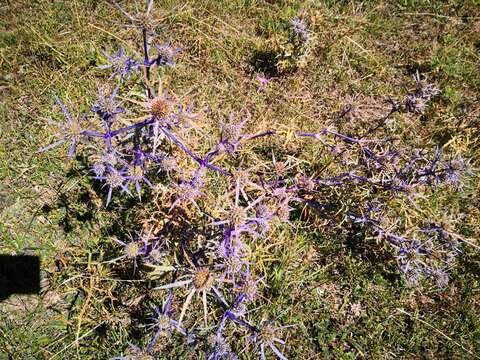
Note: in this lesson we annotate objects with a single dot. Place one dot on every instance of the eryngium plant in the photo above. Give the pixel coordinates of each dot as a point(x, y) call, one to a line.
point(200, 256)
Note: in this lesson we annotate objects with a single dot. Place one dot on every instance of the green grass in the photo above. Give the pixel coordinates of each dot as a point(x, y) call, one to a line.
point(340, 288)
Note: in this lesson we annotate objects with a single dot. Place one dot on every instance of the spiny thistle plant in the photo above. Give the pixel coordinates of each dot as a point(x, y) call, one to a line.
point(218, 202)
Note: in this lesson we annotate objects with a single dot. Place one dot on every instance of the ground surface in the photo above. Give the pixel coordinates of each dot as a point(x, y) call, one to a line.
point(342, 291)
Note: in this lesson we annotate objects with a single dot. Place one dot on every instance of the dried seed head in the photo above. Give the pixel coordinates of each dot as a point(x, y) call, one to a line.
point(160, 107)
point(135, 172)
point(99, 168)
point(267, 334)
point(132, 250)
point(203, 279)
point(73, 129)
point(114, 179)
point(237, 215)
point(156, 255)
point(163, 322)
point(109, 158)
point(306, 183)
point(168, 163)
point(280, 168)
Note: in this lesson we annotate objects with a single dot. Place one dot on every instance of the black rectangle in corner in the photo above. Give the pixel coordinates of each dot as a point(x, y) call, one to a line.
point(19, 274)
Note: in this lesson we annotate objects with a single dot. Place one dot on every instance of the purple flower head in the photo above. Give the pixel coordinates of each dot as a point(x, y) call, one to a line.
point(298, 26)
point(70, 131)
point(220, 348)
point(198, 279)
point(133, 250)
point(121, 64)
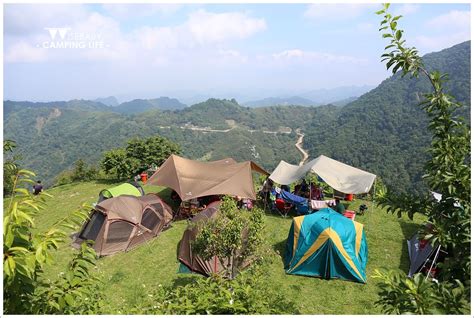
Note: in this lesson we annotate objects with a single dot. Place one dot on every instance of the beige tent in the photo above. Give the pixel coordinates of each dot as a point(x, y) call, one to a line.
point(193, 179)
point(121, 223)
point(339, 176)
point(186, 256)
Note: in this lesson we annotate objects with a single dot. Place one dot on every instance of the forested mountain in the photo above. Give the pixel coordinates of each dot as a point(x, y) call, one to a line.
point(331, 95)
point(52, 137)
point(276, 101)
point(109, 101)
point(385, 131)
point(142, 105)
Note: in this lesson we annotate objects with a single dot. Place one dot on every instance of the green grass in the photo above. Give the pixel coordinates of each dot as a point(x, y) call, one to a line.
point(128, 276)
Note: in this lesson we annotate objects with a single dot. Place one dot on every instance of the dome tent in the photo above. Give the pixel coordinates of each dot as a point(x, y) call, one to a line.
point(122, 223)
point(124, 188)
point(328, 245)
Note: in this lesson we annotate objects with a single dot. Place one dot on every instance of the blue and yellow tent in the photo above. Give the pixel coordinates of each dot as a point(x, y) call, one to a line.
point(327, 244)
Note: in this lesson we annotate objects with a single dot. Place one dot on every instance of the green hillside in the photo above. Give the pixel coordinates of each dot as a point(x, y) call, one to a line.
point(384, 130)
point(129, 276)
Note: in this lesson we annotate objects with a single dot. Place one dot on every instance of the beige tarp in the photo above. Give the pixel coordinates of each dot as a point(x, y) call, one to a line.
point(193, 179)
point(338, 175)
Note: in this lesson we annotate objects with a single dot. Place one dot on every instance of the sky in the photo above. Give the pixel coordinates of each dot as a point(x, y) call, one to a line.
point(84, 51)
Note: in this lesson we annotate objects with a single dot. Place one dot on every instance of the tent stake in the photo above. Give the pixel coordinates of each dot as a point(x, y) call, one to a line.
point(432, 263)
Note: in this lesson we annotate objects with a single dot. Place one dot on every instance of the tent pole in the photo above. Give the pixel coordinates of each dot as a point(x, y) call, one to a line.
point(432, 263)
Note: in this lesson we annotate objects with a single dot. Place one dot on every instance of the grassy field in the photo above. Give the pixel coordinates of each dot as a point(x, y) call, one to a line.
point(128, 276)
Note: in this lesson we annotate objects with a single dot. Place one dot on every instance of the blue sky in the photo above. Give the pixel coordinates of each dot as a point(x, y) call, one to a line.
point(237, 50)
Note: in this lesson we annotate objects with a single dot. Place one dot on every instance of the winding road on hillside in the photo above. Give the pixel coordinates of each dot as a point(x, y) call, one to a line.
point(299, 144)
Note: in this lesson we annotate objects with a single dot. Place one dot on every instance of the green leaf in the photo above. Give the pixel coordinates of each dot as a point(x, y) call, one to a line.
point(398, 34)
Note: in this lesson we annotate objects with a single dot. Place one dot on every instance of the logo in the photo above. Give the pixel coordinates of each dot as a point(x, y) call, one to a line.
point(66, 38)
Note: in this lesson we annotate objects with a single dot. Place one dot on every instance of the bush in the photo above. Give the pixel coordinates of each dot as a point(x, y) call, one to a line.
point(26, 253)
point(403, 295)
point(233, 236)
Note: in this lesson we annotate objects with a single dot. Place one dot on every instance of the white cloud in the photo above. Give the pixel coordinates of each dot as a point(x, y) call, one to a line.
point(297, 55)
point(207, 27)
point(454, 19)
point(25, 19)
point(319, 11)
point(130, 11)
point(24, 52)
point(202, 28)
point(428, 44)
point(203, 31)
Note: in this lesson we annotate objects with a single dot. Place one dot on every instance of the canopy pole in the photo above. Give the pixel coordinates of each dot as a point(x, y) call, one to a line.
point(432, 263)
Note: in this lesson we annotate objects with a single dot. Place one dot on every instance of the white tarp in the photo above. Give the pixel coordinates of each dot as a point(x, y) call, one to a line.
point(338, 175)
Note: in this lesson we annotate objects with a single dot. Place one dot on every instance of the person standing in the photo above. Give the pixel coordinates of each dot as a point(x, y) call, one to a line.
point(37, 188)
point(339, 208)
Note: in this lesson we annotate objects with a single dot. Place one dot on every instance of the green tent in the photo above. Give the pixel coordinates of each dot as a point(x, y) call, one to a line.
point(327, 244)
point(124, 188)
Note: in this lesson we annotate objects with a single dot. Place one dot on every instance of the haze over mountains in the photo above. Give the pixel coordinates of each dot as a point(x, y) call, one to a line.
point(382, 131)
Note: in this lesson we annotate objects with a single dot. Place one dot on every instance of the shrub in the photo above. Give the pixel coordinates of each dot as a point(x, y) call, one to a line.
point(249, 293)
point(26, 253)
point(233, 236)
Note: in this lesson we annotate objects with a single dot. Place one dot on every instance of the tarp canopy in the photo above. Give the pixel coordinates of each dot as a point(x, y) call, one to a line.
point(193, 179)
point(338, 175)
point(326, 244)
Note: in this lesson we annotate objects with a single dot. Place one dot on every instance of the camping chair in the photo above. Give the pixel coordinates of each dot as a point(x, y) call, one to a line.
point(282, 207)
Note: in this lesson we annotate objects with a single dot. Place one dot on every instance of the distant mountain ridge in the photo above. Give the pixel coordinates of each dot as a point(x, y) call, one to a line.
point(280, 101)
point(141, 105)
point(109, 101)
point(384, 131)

■ REQUIREMENT
The entries above need to be output again in full, exactly, and without pictures.

■ WRITTEN REPLY
Note: in this lesson we annotate objects with a single dot. Place one dot on every instance of the eryngium plant in the photo above. Give the pixel coordinates of each dot as a point(x, y) call, one to a line.
point(200, 256)
Note: in this lesson we annotate objects with a single dot. Place one dot on every instance of the green grass in the photo above. Give the pixel coordinates of each dot as a point(x, y) call, one to a line.
point(340, 288)
Note: in this lesson we annotate objects with a single dot. Place one dot on every instance of the spiny thistle plant in the photo above. Give the pixel coordinates of each dot as a point(x, y) call, one to a line.
point(218, 202)
Note: in this lesson we annotate objects with a single dot. Place one dot on every instance of the ground surface in the photo above. Give the pixel coordinates of each dot as a point(x, y) call, one to a line.
point(342, 291)
Note: in this lesson we annotate objects with a single dot. Place one dot on every instance of the dried seed head in the photo above. Give the pixel coordinates of each dot as a point(x, y) call, one to a line.
point(160, 107)
point(135, 172)
point(99, 168)
point(267, 334)
point(132, 250)
point(203, 279)
point(73, 129)
point(114, 179)
point(237, 215)
point(156, 255)
point(163, 322)
point(109, 158)
point(306, 183)
point(168, 163)
point(280, 168)
Note: in this lesson we annotate objects with a single dot. Place one dot on every instance of the black rectangle in corner in the photo above. Give the pixel coordinates of each dot as a point(x, y) call, one to a line.
point(19, 274)
Note: in this lesson we annotate objects with a single dot. Place one dot on every instance of the purple flower head in the photo above. Give the pixel coordinates of each dot as a point(x, y) call, one to a line.
point(298, 26)
point(70, 131)
point(220, 348)
point(198, 279)
point(133, 250)
point(121, 64)
Note: in this lesson we annotate objects with a single dot. Place one dot on every instance of the beige tent in the photo above. Give the pixel coordinates of each dot as a point(x, y) call, one to a line.
point(193, 179)
point(121, 223)
point(339, 176)
point(186, 256)
Note: in this lesson we annotate objects with a single dot. Place one dot on every instance of the forested mountain in the photo above. Give the pixel coordinates of each dot as a point(x, y) call, one to a line.
point(331, 95)
point(52, 137)
point(276, 101)
point(109, 101)
point(385, 131)
point(142, 105)
Note: in this lesson we annotate objects with a single dot. Place one dot on every instance of the green grass in the photo above. Give the pixel coordinates of each dot as a point(x, y) call, one to a line.
point(128, 276)
Note: in this lesson we annotate objects with a single dot. Place one dot on every instance of the dome tent in the photo above. Give the pixel coordinates of each dot as a point(x, y) call, one to a line.
point(122, 223)
point(124, 188)
point(328, 245)
Note: in this lesson we annotate objects with a single dot. Place one dot on every instance of the blue and yellow tent in the photo above. Give the pixel coordinates of each dot as a point(x, y) call, one to a line.
point(327, 244)
Note: in this lesson we annotate objects with a single dot. Place one dot on every instance of the green hillside in the photo above. Give the pixel coordinates of each dot as a point(x, y) call, one to a line.
point(384, 130)
point(129, 276)
Note: in this lesson we annotate objects with a single dot. Place one dot on every instance of the beige tarp in the photo above. Give the pixel coordinates of each dot as a point(x, y) call, one to a line.
point(193, 179)
point(338, 175)
Note: in this lesson we annotate objects with a single dot. Place one dot on every instance of the sky in the photo above. Give the pixel coordinates of each dot as a point(x, y) call, one to a line.
point(84, 51)
Note: in this lesson we annotate objects with a single dot. Place one dot on every instance of the tent stake in the photo above. Give the pixel coordinates of each dot as a point(x, y) call, one to a line.
point(432, 263)
Note: in this lesson we annotate objects with a single dot. Place one dot on every instance of the tent pole in the photo above. Give the pixel coordinates of each dot as a point(x, y) call, one to a line.
point(432, 263)
Note: in this lesson we annotate objects with a single dot. Place one dot on every instance of the grassy field in the photo above. Give the pixel coordinates of each dot as a point(x, y) call, one to a line.
point(128, 276)
Note: in this lesson we annotate objects with a single dot. Place one dot on every instance of the blue sky in the photo above. Give the pixel coordinates of each dot as a point(x, y) call, one to a line.
point(237, 50)
Note: in this lesson we annotate objects with a single dot. Place one dot on every instance of the winding road on hillside in the photo above. Give the pixel coordinates of each dot as a point(x, y) call, one to a line.
point(299, 144)
Note: in this lesson we annotate objects with a single dot. Place one dot on every instance of the green leaf in the photo above. Give the pixel coordinates of each dot as a point(x, y) call, one to a line.
point(398, 34)
Note: in this lesson we annotate objects with a single dot. Place one dot on every instance of the logo in the photo above. Give the pixel coordinates of each dot as a point(x, y) call, one to a line.
point(66, 38)
Note: in this lesson we annotate objects with a single dot. Place one dot on every instance of the bush in the photo above. Give the pixel coordinates of each dot as a point(x, y) call, one to a line.
point(26, 253)
point(403, 295)
point(233, 236)
Note: in this lesson we annotate objects with a single dot. Place one dot on every instance of the white cloud in the photo above. Give the pixel coordinates of each dot as a point(x, y) call, one to a line.
point(297, 55)
point(207, 27)
point(454, 19)
point(25, 19)
point(319, 11)
point(130, 11)
point(24, 52)
point(202, 28)
point(428, 44)
point(203, 31)
Note: in this lesson we annotate objects with a single dot. Place one dot on every instance of the canopy pole in the photo above. Give the pixel coordinates of each dot as a point(x, y) call, one to a line.
point(432, 263)
Note: in this lesson we annotate objects with a single dot. Place one dot on every instance of the white tarp in the photo above. Give the pixel coordinates of each dot as a point(x, y) call, one to a line.
point(338, 175)
Note: in this lesson we annotate objects with a single dot. Place one dot on every instance of the person standing in the photo above. Give the pixel coordinates of each dot as a point(x, y) call, one to a line.
point(37, 188)
point(339, 208)
Note: in this lesson we annotate objects with a single dot. Place one dot on every instance of the green tent in the photo above. Give the pixel coordinates of each dot as a point(x, y) call, one to a line.
point(327, 244)
point(124, 188)
Note: in this lesson we annotate objects with a single dot. Place one dot on every instance of the haze over mountains in the photo above. Give the pixel coordinates of each dot as a point(x, y) call, one to a line.
point(382, 131)
Note: in this lesson we annotate objects with a single dot. Place one dot on every instance of the shrub in the photo above. Give the pixel coordinates of each dot as a point(x, y) call, one to a line.
point(249, 293)
point(26, 253)
point(233, 236)
Note: in this lesson we annotate objects with a single dot. Place one dot on every instance of the tarp canopy in the photo above. Give the pixel coordinates of each dot as a point(x, y) call, one to a line.
point(193, 179)
point(338, 175)
point(326, 244)
Note: in this lesson we annotate objects with a single dot. Place one dot on every instance of the camping chair in the photo above. Give the pixel coordinates of each dot as a point(x, y) call, one to a line.
point(282, 207)
Note: in this lesson we annotate objects with a single dot. Place one dot on every instance of the distant mountain ridge in the photo above. Give the pixel coordinates of each dot as a point(x, y) call, one to a line.
point(280, 101)
point(141, 105)
point(109, 101)
point(384, 131)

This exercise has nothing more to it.